Segment Open

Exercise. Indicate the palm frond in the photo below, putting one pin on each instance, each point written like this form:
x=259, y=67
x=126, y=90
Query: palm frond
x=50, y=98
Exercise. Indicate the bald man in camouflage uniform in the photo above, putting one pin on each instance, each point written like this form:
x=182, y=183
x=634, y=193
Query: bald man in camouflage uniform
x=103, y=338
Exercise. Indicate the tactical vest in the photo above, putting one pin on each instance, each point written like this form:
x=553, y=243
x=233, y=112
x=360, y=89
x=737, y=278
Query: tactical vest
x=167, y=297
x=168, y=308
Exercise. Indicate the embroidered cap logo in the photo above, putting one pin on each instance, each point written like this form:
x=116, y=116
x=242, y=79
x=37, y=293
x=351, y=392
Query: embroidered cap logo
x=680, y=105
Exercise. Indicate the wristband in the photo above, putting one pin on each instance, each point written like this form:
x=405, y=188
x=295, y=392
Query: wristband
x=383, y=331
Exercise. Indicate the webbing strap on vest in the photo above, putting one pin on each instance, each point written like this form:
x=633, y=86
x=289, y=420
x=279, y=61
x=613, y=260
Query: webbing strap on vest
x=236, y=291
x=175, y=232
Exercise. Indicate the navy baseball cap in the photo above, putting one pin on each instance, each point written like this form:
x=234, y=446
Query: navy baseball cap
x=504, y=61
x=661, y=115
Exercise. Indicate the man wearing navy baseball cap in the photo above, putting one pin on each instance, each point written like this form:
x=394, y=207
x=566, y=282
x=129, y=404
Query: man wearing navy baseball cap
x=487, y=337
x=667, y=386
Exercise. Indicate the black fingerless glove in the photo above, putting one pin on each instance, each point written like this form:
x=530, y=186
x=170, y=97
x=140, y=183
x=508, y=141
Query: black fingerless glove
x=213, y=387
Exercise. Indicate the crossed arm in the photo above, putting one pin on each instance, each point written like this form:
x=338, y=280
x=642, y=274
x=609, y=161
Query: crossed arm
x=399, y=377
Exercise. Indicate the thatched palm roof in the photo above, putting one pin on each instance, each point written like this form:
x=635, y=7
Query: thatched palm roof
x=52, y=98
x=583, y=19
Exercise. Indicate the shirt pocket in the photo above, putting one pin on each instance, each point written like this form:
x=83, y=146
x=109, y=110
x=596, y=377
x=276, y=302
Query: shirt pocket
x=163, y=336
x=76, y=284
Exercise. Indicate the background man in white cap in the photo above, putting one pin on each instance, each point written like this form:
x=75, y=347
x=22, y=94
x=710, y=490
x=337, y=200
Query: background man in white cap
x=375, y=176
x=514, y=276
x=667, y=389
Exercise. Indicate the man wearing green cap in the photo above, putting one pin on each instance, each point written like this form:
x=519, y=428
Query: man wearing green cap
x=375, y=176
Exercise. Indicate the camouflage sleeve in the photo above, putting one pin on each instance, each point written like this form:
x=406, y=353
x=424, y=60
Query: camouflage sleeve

Segment Closed

#### [What to produce]
The listing must be repeated in full, with nothing altered.

#### [Answer to this exercise]
Exercise. Indicate the palm frond in the photo below, putting one pin on each instance, each point written like this form:
x=259, y=67
x=126, y=90
Query: palm frond
x=50, y=98
Exercise. Indicate the bald man in camouflage uniform in the photo above, putting one pin on each instance, each point written like this form:
x=182, y=183
x=634, y=193
Query: bald man in camouflage uniform
x=103, y=338
Exercise. Indicate the tactical vest in the photo above, putting one pin on each instance, each point written like this form:
x=553, y=243
x=233, y=112
x=360, y=89
x=737, y=278
Query: tactical vest
x=167, y=297
x=168, y=308
Exercise. Indicate the embroidered cap logo in the photo above, putting one pin on each instance, each point written like this form:
x=116, y=116
x=242, y=79
x=37, y=293
x=351, y=392
Query: embroidered cap logo
x=680, y=105
Exercise. Indicate the wristband in the photo above, putting one pin on each instance, each point written like this form:
x=405, y=188
x=295, y=392
Query: wristband
x=383, y=331
Exercise. Indicate the webbing strap on vest in the photo above, putting one pin on each instance, each point written like this form:
x=633, y=86
x=289, y=420
x=279, y=61
x=613, y=260
Query: webbing strap on vest
x=236, y=291
x=175, y=232
Exercise. Indicate the navy baseball cap in the photo above, putting one pin on each instance, each point written like this form:
x=234, y=446
Query: navy baseball cap
x=504, y=61
x=661, y=115
Exercise. Indicate the man wearing navy baseball cap in the photo above, putting one pin on each instance, each point written like this form:
x=394, y=207
x=566, y=282
x=129, y=404
Query: man wearing navy baseball cap
x=487, y=337
x=667, y=386
Exercise. Indicate the black fingerless glove in the photo above, putting one pin on each instance, each point written like this form:
x=530, y=186
x=170, y=97
x=140, y=183
x=508, y=141
Query: black fingerless glove
x=213, y=387
Exercise. Indicate the crossed arm in the photo above, putting one pin on each instance, each point written like this form:
x=338, y=280
x=642, y=274
x=609, y=161
Query: crossed arm
x=399, y=377
Exercise. Indicate the thatched palm roof in the photo above, putting one pin on each instance, each point written like this form:
x=635, y=7
Query: thatched palm roof
x=52, y=98
x=583, y=19
Exercise. Indicate the shirt pocket in the photo above, putting one pin on each instance, each point written like this form:
x=83, y=146
x=109, y=110
x=596, y=377
x=276, y=302
Query: shirt pocket
x=163, y=336
x=76, y=284
Exercise. Indicate the background man in white cap in the photo above, putting one pin on each instance, each point written like this form:
x=75, y=347
x=22, y=94
x=710, y=490
x=337, y=200
Query: background man in white cap
x=375, y=176
x=514, y=276
x=667, y=389
Exercise. Indicate the man wearing green cap in the photo above, putting one pin on each instance, each point written like this form:
x=519, y=428
Query: man wearing green cap
x=375, y=176
Exercise. Indicate the camouflage sleeve in the photo above, putting one pin on each instance, each point written like this form:
x=406, y=353
x=424, y=60
Query: camouflage sleeve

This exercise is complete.